BEGIN PROVIDED DATA
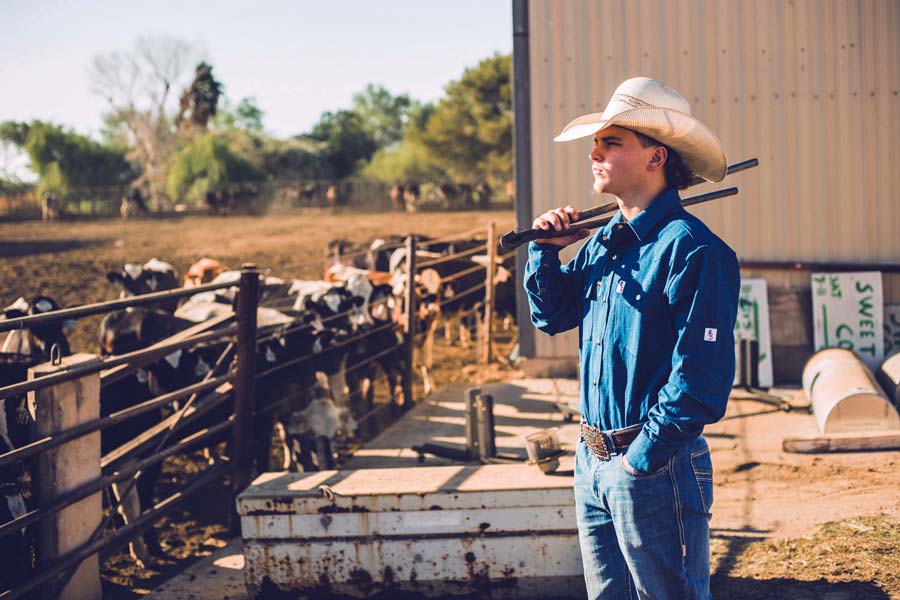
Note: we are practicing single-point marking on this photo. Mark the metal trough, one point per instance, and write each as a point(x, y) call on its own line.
point(499, 531)
point(844, 394)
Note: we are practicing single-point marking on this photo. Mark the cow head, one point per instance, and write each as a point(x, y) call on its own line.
point(37, 340)
point(136, 279)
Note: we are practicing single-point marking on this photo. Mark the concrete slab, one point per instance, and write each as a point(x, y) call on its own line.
point(219, 576)
point(520, 408)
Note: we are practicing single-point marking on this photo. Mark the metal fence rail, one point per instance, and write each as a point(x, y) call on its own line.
point(229, 381)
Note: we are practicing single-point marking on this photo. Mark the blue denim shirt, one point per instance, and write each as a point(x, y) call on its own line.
point(655, 300)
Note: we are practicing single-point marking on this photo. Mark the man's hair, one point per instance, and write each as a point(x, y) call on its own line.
point(678, 174)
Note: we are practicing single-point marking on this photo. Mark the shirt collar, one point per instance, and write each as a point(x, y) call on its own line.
point(650, 217)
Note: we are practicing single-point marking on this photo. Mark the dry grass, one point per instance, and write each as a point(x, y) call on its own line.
point(854, 559)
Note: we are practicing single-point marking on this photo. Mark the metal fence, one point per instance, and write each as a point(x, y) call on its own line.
point(260, 197)
point(231, 382)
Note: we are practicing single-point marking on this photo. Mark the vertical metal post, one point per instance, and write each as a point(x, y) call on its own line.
point(522, 149)
point(245, 382)
point(410, 326)
point(489, 292)
point(487, 447)
point(472, 422)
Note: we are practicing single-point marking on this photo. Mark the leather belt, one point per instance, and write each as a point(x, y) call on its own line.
point(604, 444)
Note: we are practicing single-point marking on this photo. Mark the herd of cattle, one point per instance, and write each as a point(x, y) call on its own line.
point(320, 347)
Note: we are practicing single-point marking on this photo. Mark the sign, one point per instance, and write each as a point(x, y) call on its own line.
point(891, 329)
point(848, 312)
point(753, 324)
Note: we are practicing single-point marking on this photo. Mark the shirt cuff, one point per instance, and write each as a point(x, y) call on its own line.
point(646, 456)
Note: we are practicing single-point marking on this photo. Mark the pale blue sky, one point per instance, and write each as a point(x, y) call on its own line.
point(297, 58)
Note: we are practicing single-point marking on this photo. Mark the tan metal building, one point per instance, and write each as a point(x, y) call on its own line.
point(809, 87)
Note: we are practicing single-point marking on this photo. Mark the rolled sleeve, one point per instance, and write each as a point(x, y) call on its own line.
point(703, 294)
point(551, 289)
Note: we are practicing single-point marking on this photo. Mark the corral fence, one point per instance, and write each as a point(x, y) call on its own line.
point(62, 519)
point(260, 197)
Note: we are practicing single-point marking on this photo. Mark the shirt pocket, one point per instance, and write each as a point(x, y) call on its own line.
point(633, 307)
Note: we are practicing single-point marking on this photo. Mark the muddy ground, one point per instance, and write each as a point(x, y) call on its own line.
point(815, 527)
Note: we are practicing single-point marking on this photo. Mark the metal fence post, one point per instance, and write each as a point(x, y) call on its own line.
point(410, 329)
point(489, 292)
point(245, 382)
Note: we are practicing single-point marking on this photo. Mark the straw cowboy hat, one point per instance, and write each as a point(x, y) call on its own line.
point(656, 110)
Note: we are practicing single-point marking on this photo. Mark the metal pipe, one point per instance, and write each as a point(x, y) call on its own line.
point(104, 364)
point(409, 336)
point(487, 447)
point(522, 157)
point(47, 443)
point(95, 486)
point(108, 306)
point(245, 381)
point(146, 520)
point(514, 239)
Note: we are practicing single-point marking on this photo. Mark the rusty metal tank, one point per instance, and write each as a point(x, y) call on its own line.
point(844, 394)
point(498, 531)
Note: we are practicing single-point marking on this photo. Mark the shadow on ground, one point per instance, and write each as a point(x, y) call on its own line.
point(15, 249)
point(745, 588)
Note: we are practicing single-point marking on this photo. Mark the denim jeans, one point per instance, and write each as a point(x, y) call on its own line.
point(645, 536)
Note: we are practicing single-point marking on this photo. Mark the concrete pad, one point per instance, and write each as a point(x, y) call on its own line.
point(520, 408)
point(219, 576)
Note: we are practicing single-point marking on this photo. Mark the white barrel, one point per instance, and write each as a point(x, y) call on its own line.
point(888, 376)
point(844, 394)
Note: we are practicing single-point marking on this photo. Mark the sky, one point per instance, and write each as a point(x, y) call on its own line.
point(297, 58)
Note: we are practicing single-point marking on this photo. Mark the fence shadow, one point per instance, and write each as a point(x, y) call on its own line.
point(784, 588)
point(18, 249)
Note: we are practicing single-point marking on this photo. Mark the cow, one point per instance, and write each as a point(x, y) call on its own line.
point(136, 279)
point(22, 349)
point(203, 271)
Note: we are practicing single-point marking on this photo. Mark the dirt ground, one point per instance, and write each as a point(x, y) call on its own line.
point(790, 526)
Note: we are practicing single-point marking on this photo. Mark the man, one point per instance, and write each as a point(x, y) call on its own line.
point(654, 295)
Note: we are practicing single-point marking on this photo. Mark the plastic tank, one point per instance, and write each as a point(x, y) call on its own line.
point(888, 376)
point(844, 394)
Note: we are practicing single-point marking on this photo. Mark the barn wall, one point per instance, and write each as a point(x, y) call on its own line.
point(809, 87)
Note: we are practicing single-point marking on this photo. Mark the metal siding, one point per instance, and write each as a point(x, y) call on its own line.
point(810, 87)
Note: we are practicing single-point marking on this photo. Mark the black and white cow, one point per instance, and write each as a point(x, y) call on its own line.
point(136, 279)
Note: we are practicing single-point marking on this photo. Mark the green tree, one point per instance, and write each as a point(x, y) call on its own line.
point(138, 87)
point(63, 159)
point(343, 142)
point(200, 100)
point(204, 164)
point(470, 131)
point(384, 115)
point(246, 115)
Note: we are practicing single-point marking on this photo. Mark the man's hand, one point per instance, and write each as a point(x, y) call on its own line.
point(559, 219)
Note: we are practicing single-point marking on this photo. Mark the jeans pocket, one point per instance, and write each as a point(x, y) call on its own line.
point(635, 475)
point(701, 465)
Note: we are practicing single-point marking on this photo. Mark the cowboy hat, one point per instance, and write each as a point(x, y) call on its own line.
point(656, 110)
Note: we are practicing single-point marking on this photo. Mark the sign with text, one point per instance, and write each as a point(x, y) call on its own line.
point(891, 329)
point(753, 323)
point(848, 312)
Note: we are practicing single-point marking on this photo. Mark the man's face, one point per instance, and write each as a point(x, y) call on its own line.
point(619, 161)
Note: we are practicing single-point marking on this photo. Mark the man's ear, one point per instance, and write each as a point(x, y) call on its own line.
point(658, 158)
END PROVIDED DATA
• [TASK STATEMENT] Rewrite the data from the line containing "man's face, one" through the end of the data, changing "single-point marking" to "point labeling" and keeping everything else the same.

• [CORRECT RESPONSE]
Note: we are practicing point labeling on this photo. Mark the man's face, one point per instance, and write each as a point(x, y) call on its own line.
point(619, 161)
Note: we are practicing point labeling on this photo. Mark the man's ear, one point per instance, and write each as a point(x, y) call on its own line.
point(658, 158)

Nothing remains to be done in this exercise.